Problem to work on -
Exact reproduction of all the entries is required, without any of their pictures.

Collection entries
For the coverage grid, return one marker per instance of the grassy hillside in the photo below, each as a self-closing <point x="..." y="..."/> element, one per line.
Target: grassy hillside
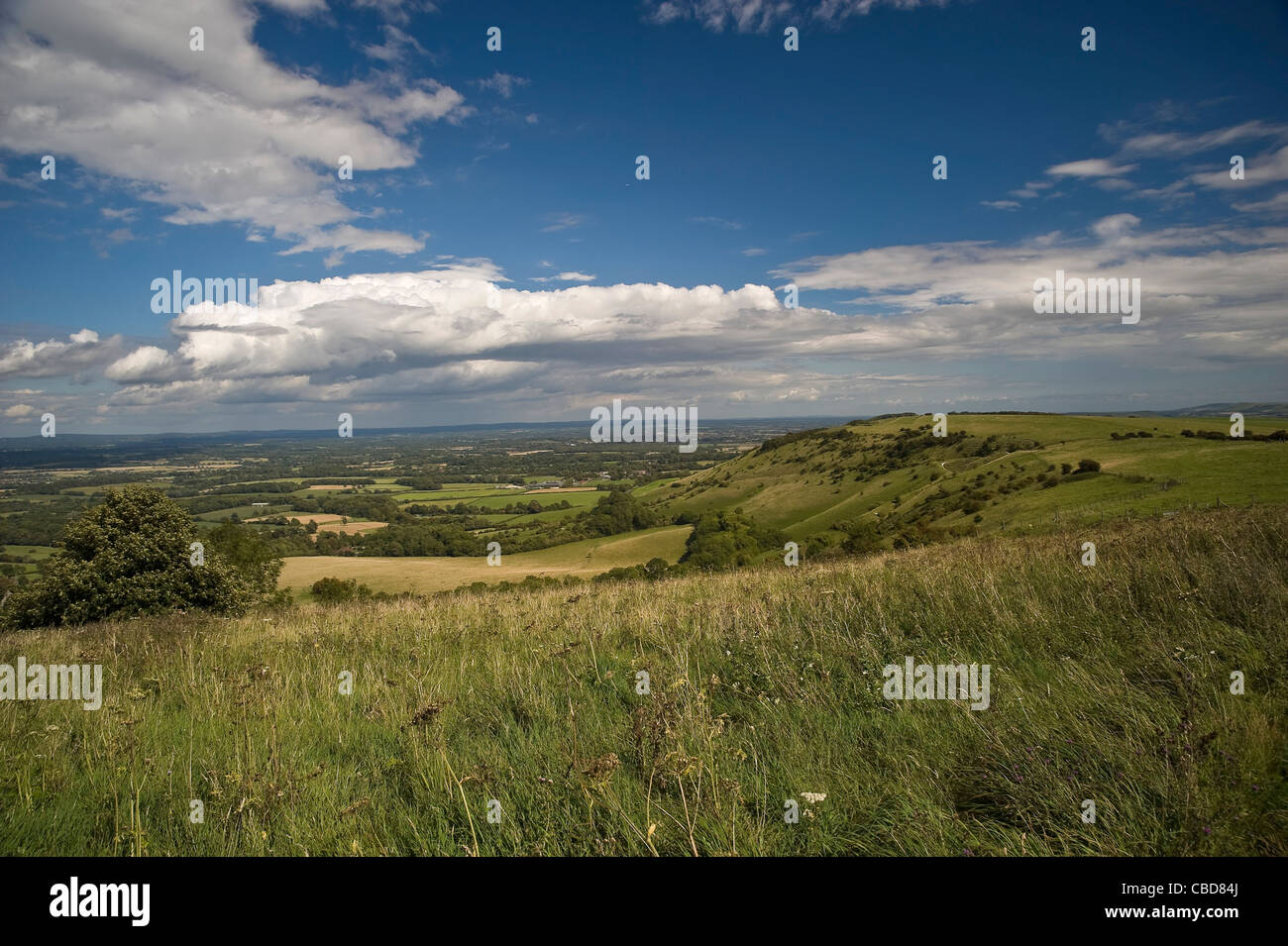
<point x="1108" y="683"/>
<point x="442" y="573"/>
<point x="1006" y="470"/>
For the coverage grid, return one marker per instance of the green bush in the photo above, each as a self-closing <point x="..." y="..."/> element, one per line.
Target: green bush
<point x="134" y="555"/>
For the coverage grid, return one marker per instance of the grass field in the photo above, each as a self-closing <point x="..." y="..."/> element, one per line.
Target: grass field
<point x="442" y="573"/>
<point x="1109" y="683"/>
<point x="807" y="486"/>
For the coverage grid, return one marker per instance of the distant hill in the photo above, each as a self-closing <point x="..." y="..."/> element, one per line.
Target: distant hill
<point x="993" y="473"/>
<point x="1245" y="407"/>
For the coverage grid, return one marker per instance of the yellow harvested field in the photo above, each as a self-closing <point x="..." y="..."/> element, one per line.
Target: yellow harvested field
<point x="442" y="573"/>
<point x="349" y="528"/>
<point x="320" y="517"/>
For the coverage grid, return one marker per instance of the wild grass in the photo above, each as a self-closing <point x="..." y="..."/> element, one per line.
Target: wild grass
<point x="1109" y="683"/>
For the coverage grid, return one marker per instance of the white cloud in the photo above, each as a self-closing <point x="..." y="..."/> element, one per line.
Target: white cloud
<point x="1090" y="167"/>
<point x="759" y="16"/>
<point x="224" y="136"/>
<point x="502" y="84"/>
<point x="52" y="358"/>
<point x="563" y="222"/>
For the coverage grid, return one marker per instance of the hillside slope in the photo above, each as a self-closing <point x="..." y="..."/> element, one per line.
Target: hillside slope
<point x="1109" y="683"/>
<point x="992" y="473"/>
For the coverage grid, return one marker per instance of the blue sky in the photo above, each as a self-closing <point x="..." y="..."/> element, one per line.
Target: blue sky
<point x="494" y="257"/>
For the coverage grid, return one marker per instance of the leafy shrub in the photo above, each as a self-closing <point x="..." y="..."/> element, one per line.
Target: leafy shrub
<point x="133" y="555"/>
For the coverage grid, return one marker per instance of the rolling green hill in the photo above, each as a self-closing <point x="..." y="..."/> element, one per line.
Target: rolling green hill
<point x="992" y="473"/>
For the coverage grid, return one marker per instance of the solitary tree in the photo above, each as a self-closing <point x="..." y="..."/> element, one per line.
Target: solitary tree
<point x="133" y="555"/>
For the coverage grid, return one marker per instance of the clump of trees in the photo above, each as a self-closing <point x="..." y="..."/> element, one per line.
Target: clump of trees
<point x="335" y="591"/>
<point x="134" y="554"/>
<point x="726" y="540"/>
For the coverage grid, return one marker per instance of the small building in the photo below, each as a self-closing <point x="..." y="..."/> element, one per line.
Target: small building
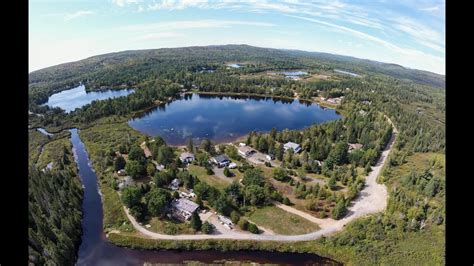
<point x="121" y="172"/>
<point x="291" y="145"/>
<point x="125" y="182"/>
<point x="270" y="157"/>
<point x="225" y="221"/>
<point x="175" y="184"/>
<point x="354" y="146"/>
<point x="246" y="151"/>
<point x="186" y="157"/>
<point x="221" y="160"/>
<point x="183" y="208"/>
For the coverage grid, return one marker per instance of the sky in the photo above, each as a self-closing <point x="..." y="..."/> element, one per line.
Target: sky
<point x="408" y="33"/>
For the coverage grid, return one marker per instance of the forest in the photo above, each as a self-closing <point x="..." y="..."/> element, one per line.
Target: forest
<point x="413" y="100"/>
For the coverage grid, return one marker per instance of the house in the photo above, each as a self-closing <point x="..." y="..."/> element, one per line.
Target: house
<point x="221" y="160"/>
<point x="121" y="172"/>
<point x="186" y="157"/>
<point x="291" y="145"/>
<point x="175" y="184"/>
<point x="354" y="146"/>
<point x="270" y="157"/>
<point x="246" y="151"/>
<point x="183" y="208"/>
<point x="125" y="182"/>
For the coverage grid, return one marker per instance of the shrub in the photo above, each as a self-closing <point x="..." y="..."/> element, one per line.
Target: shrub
<point x="207" y="228"/>
<point x="252" y="228"/>
<point x="243" y="224"/>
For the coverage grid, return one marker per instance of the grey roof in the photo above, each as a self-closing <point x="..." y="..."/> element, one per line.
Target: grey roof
<point x="221" y="158"/>
<point x="185" y="205"/>
<point x="186" y="155"/>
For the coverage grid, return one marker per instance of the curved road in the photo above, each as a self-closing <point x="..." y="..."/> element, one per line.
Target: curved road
<point x="372" y="199"/>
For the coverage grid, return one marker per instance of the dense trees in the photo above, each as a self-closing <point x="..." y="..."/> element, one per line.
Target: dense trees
<point x="54" y="217"/>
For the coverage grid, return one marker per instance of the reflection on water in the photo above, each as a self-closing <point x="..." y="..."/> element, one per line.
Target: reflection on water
<point x="225" y="118"/>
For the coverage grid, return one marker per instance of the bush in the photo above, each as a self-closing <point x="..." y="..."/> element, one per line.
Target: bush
<point x="243" y="224"/>
<point x="207" y="228"/>
<point x="235" y="217"/>
<point x="209" y="171"/>
<point x="252" y="228"/>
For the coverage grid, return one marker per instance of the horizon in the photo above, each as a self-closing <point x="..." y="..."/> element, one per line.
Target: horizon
<point x="234" y="44"/>
<point x="409" y="34"/>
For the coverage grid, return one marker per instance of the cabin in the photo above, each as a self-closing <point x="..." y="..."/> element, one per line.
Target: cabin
<point x="354" y="146"/>
<point x="270" y="157"/>
<point x="175" y="184"/>
<point x="125" y="182"/>
<point x="246" y="151"/>
<point x="183" y="208"/>
<point x="121" y="172"/>
<point x="221" y="160"/>
<point x="291" y="145"/>
<point x="186" y="157"/>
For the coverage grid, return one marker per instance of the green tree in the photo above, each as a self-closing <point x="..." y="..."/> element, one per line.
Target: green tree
<point x="119" y="163"/>
<point x="227" y="172"/>
<point x="135" y="169"/>
<point x="235" y="217"/>
<point x="136" y="153"/>
<point x="196" y="222"/>
<point x="157" y="199"/>
<point x="280" y="174"/>
<point x="207" y="228"/>
<point x="131" y="196"/>
<point x="339" y="210"/>
<point x="252" y="228"/>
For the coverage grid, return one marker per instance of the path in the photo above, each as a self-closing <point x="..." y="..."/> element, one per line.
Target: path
<point x="372" y="199"/>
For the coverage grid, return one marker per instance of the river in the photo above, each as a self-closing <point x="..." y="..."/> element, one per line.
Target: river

Completed exercise -
For the coverage grid, return one marker per instance of the grassy hillside in the photo below, each as a self-closing <point x="..." y="..."/> element, one per line.
Target: grassy hillside
<point x="1108" y="683"/>
<point x="442" y="573"/>
<point x="1006" y="470"/>
For the coverage grid, return one marker per instance of the green bush in the photo above, each as a self-closing <point x="..." y="..."/> element, one per line.
Target: green bush
<point x="134" y="555"/>
For the coverage grid, return one marker per instance of the grass field in the photo above, each as a self-closing <point x="..." y="..."/> element, one per line.
Target: grass field
<point x="442" y="573"/>
<point x="1109" y="683"/>
<point x="807" y="486"/>
For the coverage grid, return one marker per instance of the distant hill in the photo above, each as a self-closing <point x="..." y="..."/> element, one per line.
Target: distant hill
<point x="993" y="473"/>
<point x="1245" y="407"/>
For the coverage grid, return one marker per instance of the yellow harvested field in the photo above, each as a self-closing <point x="..." y="..."/> element, one per line.
Target: yellow harvested field
<point x="442" y="573"/>
<point x="349" y="528"/>
<point x="320" y="517"/>
For the coverage grid, return one marker per instance of the wild grass in the photo above, each as a self-closing <point x="..." y="..."/> element, one per line.
Target: wild grass
<point x="1109" y="683"/>
For the coverage grid, return one marker per instance of the white cloud in the photo above, each as a self-closing <point x="..." y="..."/> element, one per line.
Target: white cloud
<point x="1090" y="167"/>
<point x="759" y="16"/>
<point x="224" y="136"/>
<point x="502" y="84"/>
<point x="52" y="358"/>
<point x="563" y="222"/>
For the coverage grid, return one marker per instance of the hillside slope in the photo above, each as a self-closing <point x="..." y="..."/> element, one per line.
Target: hillside slope
<point x="1109" y="683"/>
<point x="992" y="473"/>
For the coverage grid, return one marker per instance of the blue sky in the photo above, each as a self-closing <point x="..." y="..."/> element, one per line.
Target: blue sky
<point x="494" y="257"/>
For the coverage grid, return one marker per instance of the leafy shrub in the photo above, each as a self-closing <point x="..." y="..."/> element, one per line.
Target: leafy shrub
<point x="133" y="555"/>
For the coverage grid, return one marker per instance of the rolling green hill in the photo above, each as a self-closing <point x="..." y="..."/> element, one per line.
Target: rolling green hill
<point x="992" y="473"/>
For the coverage grid, return one marker per instance of the solitary tree in the photo above, each as a self-closing <point x="..." y="..."/> element, one per line.
Target: solitary tree
<point x="133" y="555"/>
For the coverage grid, return one marker per instance of the clump of trees in the photo above, each as a self-closing <point x="..." y="..."/> element, one per line.
Target: clump of trees
<point x="335" y="591"/>
<point x="134" y="554"/>
<point x="726" y="540"/>
For the coverage grid, return one marker per instance of the small building in the photo below, each as a self-closing <point x="..." y="..."/> element, one per line.
Target: small building
<point x="121" y="172"/>
<point x="291" y="145"/>
<point x="125" y="182"/>
<point x="270" y="157"/>
<point x="225" y="221"/>
<point x="175" y="184"/>
<point x="354" y="146"/>
<point x="246" y="151"/>
<point x="186" y="157"/>
<point x="221" y="160"/>
<point x="183" y="208"/>
For the coverage grid, return one marker per instance of the sky in the photo above, each as a self-closing <point x="..." y="..."/> element, one per line.
Target: sky
<point x="408" y="33"/>
For the coverage grid, return one marker per instance of the forest in the photo above, each as a self-closing <point x="..." y="..."/> element, one per line.
Target: forest
<point x="413" y="100"/>
For the coverage grid, return one marker per instance of the house in the photo above, each as a self-closing <point x="..." y="..."/> element, one per line.
Target: house
<point x="221" y="160"/>
<point x="121" y="172"/>
<point x="186" y="157"/>
<point x="291" y="145"/>
<point x="175" y="184"/>
<point x="354" y="146"/>
<point x="270" y="157"/>
<point x="246" y="151"/>
<point x="183" y="208"/>
<point x="125" y="182"/>
For the coverage grid, return one marker per instance of the shrub in the photo above, each as a self-closing <point x="..." y="..."/> element, one per line.
Target: shrub
<point x="207" y="228"/>
<point x="252" y="228"/>
<point x="243" y="224"/>
For the coverage grid, return one marker per instance of the grey roof in the photo above, each as a self-closing <point x="..." y="..."/> element, one per line.
Target: grey roof
<point x="221" y="158"/>
<point x="185" y="205"/>
<point x="186" y="155"/>
For the coverage grid, return one marker per instance of the curved road in the photo above, each as a self-closing <point x="..." y="..."/> element, one per line.
Target: curved road
<point x="372" y="199"/>
For the coverage grid, return one marker per instance of the dense trees in the photo above, each as a self-closing <point x="..." y="..."/> element, one per line.
Target: dense trees
<point x="54" y="217"/>
For the coverage grid, return one marker per instance of the reflection on water in the photo above, each as a self-closing <point x="..." y="..."/> element, one per line.
Target: reflection on water
<point x="225" y="118"/>
For the coverage grid, return one marker per instance of the bush in the photo above, each as a self-closing <point x="..." y="..."/> element, one per line.
Target: bush
<point x="243" y="224"/>
<point x="207" y="228"/>
<point x="235" y="217"/>
<point x="209" y="171"/>
<point x="252" y="228"/>
For the coverage grid, return one marker per instance of the horizon in the photo above, each as a self-closing <point x="..." y="..."/> element, one per line.
Target: horizon
<point x="234" y="44"/>
<point x="409" y="34"/>
For the coverage grid, return one marker per instance of the cabin in the photo above, each as a self-closing <point x="..." y="..."/> element, one per line.
Target: cabin
<point x="354" y="146"/>
<point x="270" y="157"/>
<point x="175" y="184"/>
<point x="125" y="182"/>
<point x="246" y="151"/>
<point x="183" y="208"/>
<point x="121" y="172"/>
<point x="221" y="160"/>
<point x="291" y="145"/>
<point x="186" y="157"/>
For the coverage grid, return one marker per instance of the green tree in the photo above, each as a self-closing <point x="..." y="..."/> element, one per line.
Target: green tree
<point x="119" y="163"/>
<point x="227" y="172"/>
<point x="135" y="169"/>
<point x="235" y="217"/>
<point x="136" y="153"/>
<point x="196" y="222"/>
<point x="157" y="199"/>
<point x="280" y="174"/>
<point x="207" y="228"/>
<point x="131" y="196"/>
<point x="339" y="210"/>
<point x="252" y="228"/>
For the coverage grid, return one marker per instance of the path in the photo above, each as a self-closing <point x="..." y="..."/> element, one per line.
Target: path
<point x="372" y="199"/>
For the coverage grid, return one marker per instance of the river in the photo above, each as a self-closing <point x="..." y="..."/> element, one per line.
Target: river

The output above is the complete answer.